Où les mots cessent de faire la tête et revêtent un visage...
Cette rubrique reprend vie en 2010 pour laisser LIBRE  PAROLE À UN AUTEUR...
libre de s'exprimer, de parler de lui, de son inspiration, de ses goûts littéraires, de son attachement à la poésie,
de sa façon d'écrire, d'aborder les maisons d'éditions, de dessiner son avenir, nous parler de sa vie parallèle
à l'écriture. etc

Ce mois d'avril 2010

  Libre parole à… Laurence Bouvet

Ce mois-ci la parole est donnée à Laurence Bouvet.
Laurence Bouvet nous offre une poésie intelligente, recherchée et subtile.
Elle est l’élément fort de cette nouvelle génération de poètes avec laquelle  nous pouvons fonder de belles espérances.
Ici, point de discours à l’infinie, ni verbiage, ni démultiplication d’une image ou d’une idée.
Chaque mot porte en lui suffisamment de force poétique pour étayer le sentiment recherché.

### CONSIGNE 1
Recopiez fidèlement le passage de l'extrait consacré à la rubrique « Libre parole à… », depuis « Cette rubrique reprend » jusqu'à « à Laurence Bouvet. ».
### CONSIGNE 2
D'après l'extrait sur la rubrique « Libre parole à… », dans quel but cette rubrique reprend-elle vie en 2010 ? Répondez en une à trois phrases.
### CONSIGNE 3
Prolongez la présentation de la poésie de Laurence Bouvet à partir de sa dernière phrase.

### DONNÉES ENREGISTRÉES
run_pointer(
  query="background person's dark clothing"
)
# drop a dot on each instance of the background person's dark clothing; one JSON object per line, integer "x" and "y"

### RÉPONSE RÉDIGÉE 1
Cette rubrique reprend vie en 2010 pour laisser LIBRE  PAROLE À UN AUTEUR...
libre de s'exprimer, de parler de lui, de son inspiration, de ses goûts littéraires, de son attachement à la poésie,
de sa façon d'écrire, d'aborder les maisons d'éditions, de dessiner son avenir, nous parler de sa vie parallèle
à l'écriture. etc

Ce mois d'avril 2010

  Libre parole à… Laurence Bouvet

Ce mois-ci la parole est donnée à Laurence Bouvet.

### RÉPONSE RÉDIGÉE 2
La rubrique reprend vie en 2010 pour laisser libre parole à un auteur. Celui-ci peut parler de lui, de son inspiration, de ses goûts littéraires, de son attachement à la poésie et de sa façon d'écrire. Il peut aussi évoquer sa manière d'aborder les maisons d'édition, son avenir et sa vie parallèle à l'écriture.

### RÉPONSE RÉDIGÉE 3
La phrase courte se suffit à elle-même, point n’est besoin d’en rajouter pour se laisser guider dans son univers personnel.
(Michel Ostertag)


LAURENCE BOUVET, UNE POÉSIE D’AUJOURD’HUI


J’ai déjà écrit ailleurs que je suis née à Saint-Mandé dans le Val de Marne (75 à l’époque et non 94…) mais c’est à Charenton, tout à côté, que j’ai vécu vingt cinq ans et qui reste pour moi ce temps précieux de l’enfance et celui de la naissance de l’écriture.

Le bois de Vincennes, les bords de Marne, le collège « la Cerisaie », le quai des Carrières flanqué de l’autoroute A4 traversant la ville comme une balafre et stigmatisant le « bas » de Charenton, la vie en HLM, le « 2, Avenue de la Liberté », plus que des lieux tous ces souvenirs sont devenus au fil du temps les personnages principaux d’une histoire que je ne souhaite pas, ou pas encore, conjuguer au passé.

En 1984, alors que je commence mes études de psychologie à l’Université René Descartes (Paris V), une sorte d’urgence subjective se fait sentir qui concerne la trace laissée, l’émotion transcrite et peut-être même une certaine attitude contre-narrative d’où, pensais-je, l’essentiel, toujours espéré jamais atteint, pourrait être extrait et transmis.

La poésie s’imposait alors comme une évidence, à l’âge de dix huit ans, avec toute la force et la naïveté d’une passion débutante et le lyrisme désuet de l’adolescence romantique.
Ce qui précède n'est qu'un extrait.